--- GIVEN DATA ---
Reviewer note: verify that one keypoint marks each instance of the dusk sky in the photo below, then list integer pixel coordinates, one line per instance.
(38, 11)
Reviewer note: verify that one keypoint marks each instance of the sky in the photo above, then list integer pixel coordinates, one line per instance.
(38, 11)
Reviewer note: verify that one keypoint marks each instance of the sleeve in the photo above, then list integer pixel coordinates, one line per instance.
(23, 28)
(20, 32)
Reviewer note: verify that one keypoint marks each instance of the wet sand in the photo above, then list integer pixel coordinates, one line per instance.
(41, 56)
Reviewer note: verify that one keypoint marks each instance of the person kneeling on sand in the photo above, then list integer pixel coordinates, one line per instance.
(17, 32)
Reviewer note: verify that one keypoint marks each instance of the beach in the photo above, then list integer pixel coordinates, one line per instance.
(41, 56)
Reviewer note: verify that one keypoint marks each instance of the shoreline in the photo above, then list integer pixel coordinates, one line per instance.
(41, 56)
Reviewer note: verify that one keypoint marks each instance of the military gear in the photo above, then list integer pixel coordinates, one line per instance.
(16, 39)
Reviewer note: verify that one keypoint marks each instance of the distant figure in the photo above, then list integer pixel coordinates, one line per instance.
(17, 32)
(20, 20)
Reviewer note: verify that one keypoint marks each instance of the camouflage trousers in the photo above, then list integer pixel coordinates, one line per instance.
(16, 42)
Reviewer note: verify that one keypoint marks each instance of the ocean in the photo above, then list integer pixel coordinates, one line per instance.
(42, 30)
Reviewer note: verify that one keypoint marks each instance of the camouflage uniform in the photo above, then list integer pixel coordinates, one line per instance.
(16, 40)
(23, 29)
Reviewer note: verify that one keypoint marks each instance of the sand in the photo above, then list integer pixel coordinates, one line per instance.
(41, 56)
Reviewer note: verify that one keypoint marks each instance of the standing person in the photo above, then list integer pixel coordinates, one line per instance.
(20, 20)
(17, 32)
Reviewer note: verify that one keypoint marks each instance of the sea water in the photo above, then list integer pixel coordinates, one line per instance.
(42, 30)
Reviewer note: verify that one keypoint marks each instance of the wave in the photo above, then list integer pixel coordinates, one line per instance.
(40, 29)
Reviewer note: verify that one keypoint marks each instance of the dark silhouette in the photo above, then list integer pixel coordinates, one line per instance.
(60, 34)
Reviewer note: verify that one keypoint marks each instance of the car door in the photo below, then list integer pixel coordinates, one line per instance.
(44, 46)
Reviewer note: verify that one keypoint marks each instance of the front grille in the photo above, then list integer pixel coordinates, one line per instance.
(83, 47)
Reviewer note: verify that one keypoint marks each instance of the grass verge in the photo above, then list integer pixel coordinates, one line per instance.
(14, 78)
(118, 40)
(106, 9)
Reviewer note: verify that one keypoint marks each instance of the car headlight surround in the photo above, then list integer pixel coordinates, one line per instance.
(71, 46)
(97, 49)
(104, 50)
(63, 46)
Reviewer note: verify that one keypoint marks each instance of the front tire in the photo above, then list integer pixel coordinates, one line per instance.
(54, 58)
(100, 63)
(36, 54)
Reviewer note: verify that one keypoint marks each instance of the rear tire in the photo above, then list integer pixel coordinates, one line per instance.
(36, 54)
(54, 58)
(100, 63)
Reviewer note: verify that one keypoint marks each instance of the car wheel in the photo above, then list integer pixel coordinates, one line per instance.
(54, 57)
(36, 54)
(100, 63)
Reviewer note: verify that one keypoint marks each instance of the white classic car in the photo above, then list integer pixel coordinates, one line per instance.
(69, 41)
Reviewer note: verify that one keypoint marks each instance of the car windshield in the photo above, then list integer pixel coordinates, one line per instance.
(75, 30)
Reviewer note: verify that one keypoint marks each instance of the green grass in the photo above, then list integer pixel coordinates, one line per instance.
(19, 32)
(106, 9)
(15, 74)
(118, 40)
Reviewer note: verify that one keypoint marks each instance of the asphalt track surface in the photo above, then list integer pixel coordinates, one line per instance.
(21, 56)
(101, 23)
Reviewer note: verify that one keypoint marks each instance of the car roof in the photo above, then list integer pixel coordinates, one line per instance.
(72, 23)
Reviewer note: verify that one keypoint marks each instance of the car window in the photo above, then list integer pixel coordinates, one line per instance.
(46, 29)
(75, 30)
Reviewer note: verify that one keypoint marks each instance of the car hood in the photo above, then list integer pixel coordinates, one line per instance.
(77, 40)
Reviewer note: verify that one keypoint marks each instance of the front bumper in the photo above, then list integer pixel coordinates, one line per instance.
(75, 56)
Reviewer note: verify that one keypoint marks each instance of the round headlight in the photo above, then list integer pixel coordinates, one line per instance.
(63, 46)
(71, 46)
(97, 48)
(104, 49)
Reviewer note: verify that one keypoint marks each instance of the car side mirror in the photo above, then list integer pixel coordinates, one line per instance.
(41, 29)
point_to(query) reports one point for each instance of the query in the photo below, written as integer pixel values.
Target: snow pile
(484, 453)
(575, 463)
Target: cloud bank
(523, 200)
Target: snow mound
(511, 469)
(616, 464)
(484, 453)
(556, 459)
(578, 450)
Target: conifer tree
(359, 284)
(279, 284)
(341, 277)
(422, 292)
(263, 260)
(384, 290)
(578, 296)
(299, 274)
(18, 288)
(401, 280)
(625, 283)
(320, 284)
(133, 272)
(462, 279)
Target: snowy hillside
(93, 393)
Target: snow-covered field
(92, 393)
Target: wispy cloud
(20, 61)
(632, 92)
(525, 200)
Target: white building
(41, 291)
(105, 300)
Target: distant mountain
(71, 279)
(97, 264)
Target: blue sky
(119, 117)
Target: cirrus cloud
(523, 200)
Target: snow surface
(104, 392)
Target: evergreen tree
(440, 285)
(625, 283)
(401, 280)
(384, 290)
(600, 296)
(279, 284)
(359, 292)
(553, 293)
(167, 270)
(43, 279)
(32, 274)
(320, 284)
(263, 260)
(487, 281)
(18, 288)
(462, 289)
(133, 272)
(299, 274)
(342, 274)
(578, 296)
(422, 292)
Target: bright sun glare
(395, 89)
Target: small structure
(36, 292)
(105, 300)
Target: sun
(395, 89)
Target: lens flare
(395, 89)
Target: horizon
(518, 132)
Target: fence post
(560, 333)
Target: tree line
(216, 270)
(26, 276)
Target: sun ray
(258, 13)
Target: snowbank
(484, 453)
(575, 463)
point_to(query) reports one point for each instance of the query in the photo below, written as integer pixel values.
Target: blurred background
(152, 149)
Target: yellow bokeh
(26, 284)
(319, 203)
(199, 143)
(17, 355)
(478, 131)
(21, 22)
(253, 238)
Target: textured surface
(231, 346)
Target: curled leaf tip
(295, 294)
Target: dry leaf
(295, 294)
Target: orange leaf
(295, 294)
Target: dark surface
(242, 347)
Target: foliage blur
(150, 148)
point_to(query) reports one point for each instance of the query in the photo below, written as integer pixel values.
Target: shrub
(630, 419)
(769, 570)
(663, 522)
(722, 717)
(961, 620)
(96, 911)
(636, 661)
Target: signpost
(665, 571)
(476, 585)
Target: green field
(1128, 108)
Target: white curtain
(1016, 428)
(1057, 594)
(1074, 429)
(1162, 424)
---
● WHAT THE TASK ASKS
Keeping every word in place, restate the entries above.

● YOUR RESPONSE
Reviewer note: verify that one keypoint marks each instance of the dusk sky in the photo below, then list integer pixel coordinates, one line per instance.
(38, 11)
Reviewer note: verify that one keypoint marks each instance of the sky in the photo above, then list integer pixel coordinates, one line per instance.
(38, 11)
Reviewer note: verify that one keypoint marks each instance of the sleeve in the photo above, then list integer pixel coordinates, one line per instance.
(23, 28)
(20, 32)
Reviewer note: verify that one keypoint marks each instance of the wet sand in the photo above, then list integer pixel coordinates, one line per instance.
(41, 56)
Reviewer note: verify that one keypoint marks each instance of the person kneeling on sand in the photo above, then list integer pixel coordinates, one line per instance.
(17, 32)
Reviewer note: verify that one keypoint marks each instance of the beach in the photo above, then list integer pixel coordinates, one line per instance.
(41, 56)
Reviewer note: verify that one keypoint marks each instance of the shoreline in the photo above, then list integer pixel coordinates, one line per instance.
(41, 56)
Reviewer note: verify that one keypoint marks each instance of the military gear in the photo above, then list integer pixel coordinates, one line per instance.
(16, 39)
Reviewer note: verify that one keypoint marks each instance of the distant figure in the photo above, then list integer pixel coordinates, one line per instance.
(17, 32)
(20, 20)
Reviewer note: verify that one keypoint marks each instance of the camouflage trousers in the photo above, then list integer pixel coordinates, one line per instance.
(16, 42)
Reviewer note: verify that one keypoint marks each instance of the ocean in the photo above, then list integer pixel coordinates, one line per instance.
(42, 30)
Reviewer note: verify that one keypoint marks each instance of the camouflage uniform in the photo above, then list integer pixel coordinates, one line per instance.
(16, 40)
(23, 29)
Reviewer note: verify that one keypoint marks each instance of the sand in the photo above, then list integer pixel coordinates, one line per instance.
(41, 56)
Reviewer note: verify that one keypoint marks each instance of the standing person in the photo above, then list integer pixel coordinates, one line per instance.
(20, 20)
(17, 32)
Reviewer note: verify that one keypoint marks each instance of the sea water in the photo above, then list integer pixel coordinates, one line per instance.
(42, 30)
Reviewer note: verify that one keypoint marks each instance of the wave in the photo above, then list integer pixel coordinates, one line per instance.
(40, 29)
Reviewer note: verify that one keypoint marks each instance of the dark silhouette in the photo above, then list integer pixel coordinates, one line per instance.
(60, 34)
Reviewer note: verify that one keypoint marks each instance of the car door in the photo below, then list integer pixel coordinates, one line per instance.
(44, 46)
Reviewer note: verify that one keypoint marks each instance of the front grille in the photo above, then list integer pixel coordinates, one line per instance.
(83, 47)
Reviewer note: verify that one keypoint marks each instance of the grass verge in the photo above, then list integer pixel coordinates, one line per instance.
(14, 78)
(118, 40)
(106, 9)
Reviewer note: verify that one keypoint marks each instance of the car headlight surround in the photo above, then list integer pixel coordinates, one line per instance.
(71, 46)
(97, 49)
(104, 50)
(63, 46)
Reviewer note: verify that one keypoint marks each instance of the front tire in the photo above, then list integer pixel coordinates, one line per instance.
(54, 58)
(100, 63)
(36, 54)
Reviewer note: verify that one keypoint marks each instance of the rear tire in the photo above, then list integer pixel coordinates, one line per instance.
(36, 54)
(54, 58)
(100, 63)
Reviewer note: verify that one keypoint marks each instance of the car wheel in the photo above, then list integer pixel coordinates, one line per instance.
(54, 57)
(36, 54)
(100, 63)
Reviewer note: verify that one keypoint marks each instance of the white classic car in the photo above, then list integer pixel coordinates, one line per instance.
(69, 41)
Reviewer note: verify that one keypoint marks each instance of the car windshield in the photo above, then list integer pixel coordinates, one line per instance.
(75, 30)
Reviewer note: verify that one keypoint marks each instance of the green grass in the photo above, then list integer pixel coordinates, one line per instance.
(19, 32)
(106, 9)
(15, 74)
(118, 40)
Reviewer note: verify that one keypoint marks each instance of the asphalt track surface in the photo above, then list integer pixel coordinates, one line per instance.
(21, 56)
(101, 23)
Reviewer note: verify that one keypoint marks each instance of the car roof in the photo above, then list integer pixel coordinates, one line per instance.
(72, 23)
Reviewer note: verify that one keypoint marks each instance of the car window in the photo above, then list integer pixel coordinates, one line per instance.
(46, 29)
(75, 30)
Reviewer note: verify that one keypoint marks each instance of the car hood in the photo above, then list integer pixel coordinates, one line per instance.
(77, 40)
Reviewer note: verify that one keypoint marks each instance of the front bumper in the photo above, then list integer pixel coordinates, one line per instance.
(75, 56)
Reviewer note: verify that one keypoint marks each instance of the round headlight in the photo above, then list integer pixel coordinates, one line per instance.
(63, 46)
(71, 46)
(97, 48)
(104, 49)
Reviewer note: verify that one keypoint marks each instance of the car side mirror in the photo above, then list integer pixel coordinates, one line per instance.
(41, 29)
point_to(query) reports one point for each instance of the query in the photo below, written as integer pixel values.
Target: snow pile
(484, 453)
(575, 463)
Target: cloud bank
(523, 200)
Target: snow mound
(511, 469)
(616, 464)
(484, 453)
(556, 459)
(578, 450)
Target: conifer tree
(359, 284)
(279, 284)
(341, 277)
(422, 292)
(263, 260)
(384, 290)
(578, 296)
(299, 274)
(18, 288)
(401, 280)
(625, 283)
(320, 284)
(133, 272)
(462, 279)
Target: snowy hillside
(93, 393)
Target: snow-covered field
(92, 393)
Target: wispy cloud
(20, 61)
(632, 92)
(525, 200)
Target: white building
(41, 291)
(105, 300)
Target: distant mountain
(71, 279)
(97, 264)
Target: blue sky
(119, 117)
Target: cirrus cloud
(523, 200)
Target: snow surface
(104, 392)
Target: evergreen tree
(440, 285)
(625, 283)
(401, 280)
(384, 290)
(600, 296)
(279, 284)
(359, 292)
(553, 293)
(167, 270)
(43, 279)
(32, 274)
(320, 284)
(263, 260)
(487, 281)
(18, 288)
(462, 289)
(133, 272)
(299, 274)
(342, 274)
(578, 296)
(422, 292)
Target: bright sun glare
(395, 89)
Target: small structure
(36, 292)
(105, 300)
Target: sun
(395, 89)
Target: lens flare
(395, 89)
Target: horizon
(518, 132)
Target: fence post
(560, 333)
Target: tree line
(216, 270)
(26, 276)
Target: sun ray
(258, 13)
Target: snowbank
(484, 453)
(575, 463)
point_to(query) reports one point for each instance of the query in the photo below, written as integer pixel values.
Target: blurred background
(152, 149)
Target: yellow bokeh
(26, 284)
(319, 203)
(199, 143)
(17, 355)
(478, 131)
(21, 22)
(253, 238)
Target: textured surface
(231, 346)
Target: curled leaf tip
(295, 294)
Target: dry leaf
(295, 294)
Target: orange leaf
(295, 294)
Target: dark surface
(242, 347)
Target: foliage blur
(150, 148)
point_to(query) reports one point for each instance of the query in the photo below, written as integer pixel values.
Target: shrub
(630, 419)
(769, 570)
(663, 522)
(722, 717)
(961, 620)
(96, 911)
(636, 661)
Target: signpost
(665, 571)
(476, 585)
Target: green field
(1128, 108)
Target: white curtain
(1016, 428)
(1057, 594)
(1074, 429)
(1162, 424)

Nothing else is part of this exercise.